Task instructions » Quote the entries below verbatim, starting at the very first line and stopping after the line that contains "column 494, row 199".

━━ Input rows

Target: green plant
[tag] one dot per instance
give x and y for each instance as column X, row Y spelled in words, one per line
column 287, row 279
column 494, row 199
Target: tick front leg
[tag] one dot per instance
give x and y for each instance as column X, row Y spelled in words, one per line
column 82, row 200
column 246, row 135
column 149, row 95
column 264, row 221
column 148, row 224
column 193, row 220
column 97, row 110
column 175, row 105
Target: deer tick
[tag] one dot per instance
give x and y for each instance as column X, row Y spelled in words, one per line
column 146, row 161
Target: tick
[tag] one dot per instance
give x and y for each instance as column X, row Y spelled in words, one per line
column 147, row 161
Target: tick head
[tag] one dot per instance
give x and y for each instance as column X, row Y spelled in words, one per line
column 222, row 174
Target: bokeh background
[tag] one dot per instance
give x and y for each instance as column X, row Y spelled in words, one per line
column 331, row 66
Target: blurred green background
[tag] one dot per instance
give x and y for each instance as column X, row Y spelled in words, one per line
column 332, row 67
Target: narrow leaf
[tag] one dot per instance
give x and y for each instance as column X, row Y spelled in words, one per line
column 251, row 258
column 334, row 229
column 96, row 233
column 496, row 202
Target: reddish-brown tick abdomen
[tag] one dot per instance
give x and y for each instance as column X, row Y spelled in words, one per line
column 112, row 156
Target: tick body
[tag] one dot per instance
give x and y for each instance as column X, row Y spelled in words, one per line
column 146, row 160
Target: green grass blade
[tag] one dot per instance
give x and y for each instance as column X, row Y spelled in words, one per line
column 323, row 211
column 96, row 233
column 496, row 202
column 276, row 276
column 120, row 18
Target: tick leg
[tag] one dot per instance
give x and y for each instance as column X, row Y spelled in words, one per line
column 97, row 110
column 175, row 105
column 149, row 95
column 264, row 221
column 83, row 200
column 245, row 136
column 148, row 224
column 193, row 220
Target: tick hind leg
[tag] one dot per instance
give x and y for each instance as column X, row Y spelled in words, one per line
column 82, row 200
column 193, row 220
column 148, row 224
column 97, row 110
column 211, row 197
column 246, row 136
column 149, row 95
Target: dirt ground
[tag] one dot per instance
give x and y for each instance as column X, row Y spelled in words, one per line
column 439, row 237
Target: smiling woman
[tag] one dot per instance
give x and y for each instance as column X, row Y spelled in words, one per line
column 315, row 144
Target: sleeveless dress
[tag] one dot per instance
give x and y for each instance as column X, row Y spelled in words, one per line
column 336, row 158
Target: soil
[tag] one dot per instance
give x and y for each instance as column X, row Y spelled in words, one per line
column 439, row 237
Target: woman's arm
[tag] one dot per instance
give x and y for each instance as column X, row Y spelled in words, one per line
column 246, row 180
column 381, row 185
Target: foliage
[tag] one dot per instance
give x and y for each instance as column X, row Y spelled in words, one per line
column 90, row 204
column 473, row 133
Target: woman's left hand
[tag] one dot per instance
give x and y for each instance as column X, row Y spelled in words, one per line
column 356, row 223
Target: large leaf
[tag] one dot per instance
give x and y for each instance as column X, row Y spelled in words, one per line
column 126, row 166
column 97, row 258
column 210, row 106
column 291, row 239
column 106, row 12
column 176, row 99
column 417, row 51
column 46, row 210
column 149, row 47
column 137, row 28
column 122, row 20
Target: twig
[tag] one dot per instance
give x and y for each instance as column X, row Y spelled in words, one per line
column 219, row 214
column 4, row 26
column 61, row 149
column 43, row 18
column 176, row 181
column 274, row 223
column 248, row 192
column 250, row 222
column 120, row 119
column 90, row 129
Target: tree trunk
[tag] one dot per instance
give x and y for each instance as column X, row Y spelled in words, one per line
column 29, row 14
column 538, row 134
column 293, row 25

━━━━

Output for this exercise »
Target: green plant
[tag] one dot per instance
give x and y for each instance as column X, row Y spelled in words, one per line
column 287, row 279
column 494, row 199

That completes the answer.